EXERCISE DIRECTIONS → Lines before the one containing "Please locate the green" are excluded; print that line and every line after it through the end of the material below, exactly.

Named object pointing entries
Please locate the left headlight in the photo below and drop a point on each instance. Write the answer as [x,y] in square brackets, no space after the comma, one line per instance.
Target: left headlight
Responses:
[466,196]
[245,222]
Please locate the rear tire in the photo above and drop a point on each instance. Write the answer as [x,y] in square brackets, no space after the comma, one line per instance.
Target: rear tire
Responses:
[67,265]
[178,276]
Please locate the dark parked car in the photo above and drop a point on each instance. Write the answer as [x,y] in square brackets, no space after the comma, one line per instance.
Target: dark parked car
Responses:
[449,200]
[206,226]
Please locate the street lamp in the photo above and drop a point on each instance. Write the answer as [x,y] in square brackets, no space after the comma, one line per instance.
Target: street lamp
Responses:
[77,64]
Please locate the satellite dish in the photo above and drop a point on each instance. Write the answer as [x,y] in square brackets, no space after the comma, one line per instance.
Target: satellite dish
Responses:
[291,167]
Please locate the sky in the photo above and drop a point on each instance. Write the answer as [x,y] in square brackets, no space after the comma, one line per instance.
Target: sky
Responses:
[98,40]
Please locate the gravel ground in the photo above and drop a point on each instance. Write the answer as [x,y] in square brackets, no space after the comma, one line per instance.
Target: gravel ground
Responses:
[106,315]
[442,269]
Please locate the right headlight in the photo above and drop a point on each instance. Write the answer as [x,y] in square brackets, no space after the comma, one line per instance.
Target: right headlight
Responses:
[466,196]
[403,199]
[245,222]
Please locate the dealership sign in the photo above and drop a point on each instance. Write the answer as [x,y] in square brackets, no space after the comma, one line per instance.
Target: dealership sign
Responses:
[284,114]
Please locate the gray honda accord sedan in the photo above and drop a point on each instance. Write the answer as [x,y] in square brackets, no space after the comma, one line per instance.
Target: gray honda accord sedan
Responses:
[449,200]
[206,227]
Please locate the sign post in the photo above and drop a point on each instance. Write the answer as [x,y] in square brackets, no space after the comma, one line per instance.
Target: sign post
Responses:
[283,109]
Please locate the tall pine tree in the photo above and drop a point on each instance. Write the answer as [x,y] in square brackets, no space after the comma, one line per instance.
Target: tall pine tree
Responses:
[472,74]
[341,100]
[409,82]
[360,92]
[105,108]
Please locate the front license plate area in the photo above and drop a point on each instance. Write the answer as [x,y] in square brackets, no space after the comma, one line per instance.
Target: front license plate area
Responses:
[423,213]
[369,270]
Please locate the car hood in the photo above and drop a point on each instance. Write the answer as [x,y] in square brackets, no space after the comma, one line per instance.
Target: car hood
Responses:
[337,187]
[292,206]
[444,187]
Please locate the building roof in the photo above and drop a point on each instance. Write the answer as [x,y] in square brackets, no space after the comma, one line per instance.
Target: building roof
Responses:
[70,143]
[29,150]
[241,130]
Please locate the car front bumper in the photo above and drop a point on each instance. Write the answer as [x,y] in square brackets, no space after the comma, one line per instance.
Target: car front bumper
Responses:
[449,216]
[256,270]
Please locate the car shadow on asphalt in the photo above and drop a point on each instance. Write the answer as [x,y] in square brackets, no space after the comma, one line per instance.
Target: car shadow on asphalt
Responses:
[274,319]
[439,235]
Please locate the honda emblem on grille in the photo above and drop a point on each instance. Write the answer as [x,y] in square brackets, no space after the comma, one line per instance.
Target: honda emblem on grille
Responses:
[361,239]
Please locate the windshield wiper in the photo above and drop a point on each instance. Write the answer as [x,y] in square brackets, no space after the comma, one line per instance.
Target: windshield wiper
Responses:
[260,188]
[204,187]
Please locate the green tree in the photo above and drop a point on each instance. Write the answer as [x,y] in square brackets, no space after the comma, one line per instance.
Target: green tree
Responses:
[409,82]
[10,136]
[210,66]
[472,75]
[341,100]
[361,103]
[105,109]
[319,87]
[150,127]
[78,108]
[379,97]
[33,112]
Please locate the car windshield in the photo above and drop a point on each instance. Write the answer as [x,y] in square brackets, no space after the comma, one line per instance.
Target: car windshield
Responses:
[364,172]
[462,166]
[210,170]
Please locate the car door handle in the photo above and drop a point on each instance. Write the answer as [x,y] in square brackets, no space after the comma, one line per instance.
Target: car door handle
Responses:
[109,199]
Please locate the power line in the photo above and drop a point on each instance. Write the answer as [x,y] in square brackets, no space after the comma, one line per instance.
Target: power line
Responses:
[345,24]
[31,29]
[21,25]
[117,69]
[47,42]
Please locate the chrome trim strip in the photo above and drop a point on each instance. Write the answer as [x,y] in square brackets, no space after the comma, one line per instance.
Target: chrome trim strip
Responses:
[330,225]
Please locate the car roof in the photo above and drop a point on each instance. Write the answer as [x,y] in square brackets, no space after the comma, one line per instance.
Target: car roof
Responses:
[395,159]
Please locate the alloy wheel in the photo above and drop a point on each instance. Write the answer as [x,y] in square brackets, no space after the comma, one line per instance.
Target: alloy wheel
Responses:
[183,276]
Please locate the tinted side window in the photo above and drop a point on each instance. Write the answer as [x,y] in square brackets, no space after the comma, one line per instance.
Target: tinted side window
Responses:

EXERCISE ANSWER →
Please locate the green tree in the photo above and drop a point on each instance. Write the answer as [x,y] in square brackets, no space after the comma, one line per instance.
Target: green tree
Responses:
[409,82]
[10,136]
[210,66]
[472,75]
[341,100]
[361,103]
[105,109]
[319,87]
[150,127]
[78,108]
[379,97]
[33,112]
Please locate the car windshield in the photo above and drop a point on each instance. Write the answer as [x,y] in square brackets, no space after the comma, one line per instance.
Target: car windshield
Responses:
[364,172]
[462,166]
[210,170]
Please locate the car door handle in the photo above and drop a point on each instance. Write the answer as [x,y] in square brackets, no space after the comma, one line per instance.
Target: car door handle
Responses:
[109,199]
Please locate the power line in the photo above and drop a point on each instance. Write the answer as [x,y] in square brackets, no space after the comma, one line per instance.
Target: power line
Responses:
[345,24]
[31,29]
[21,25]
[117,69]
[47,42]
Please locate the chrome trim strip in the photo above and drop a point on each instance. Write the answer as [x,y] in square brackets, no space after the comma, one line per instance.
Target: chrome trim strip
Responses:
[330,225]
Please locate the car roof in the photo above and drop a point on each instance. Write the answer as [x,y] in square brackets, no space after the comma, one line per instance.
Target: car roof
Responses:
[395,159]
Please locate the alloy wheel in the photo above and drop a point on each instance. Write the answer as [x,y] in square brackets, no space after the comma, one line per instance.
Target: alloy wheel
Responses:
[183,276]
Please locate the tinted side window in the photo above and drop a point on each instance. Write the answer as [x,y] in square brackets, no space after the comma, one line per instance.
Target: tinted side window
Responses:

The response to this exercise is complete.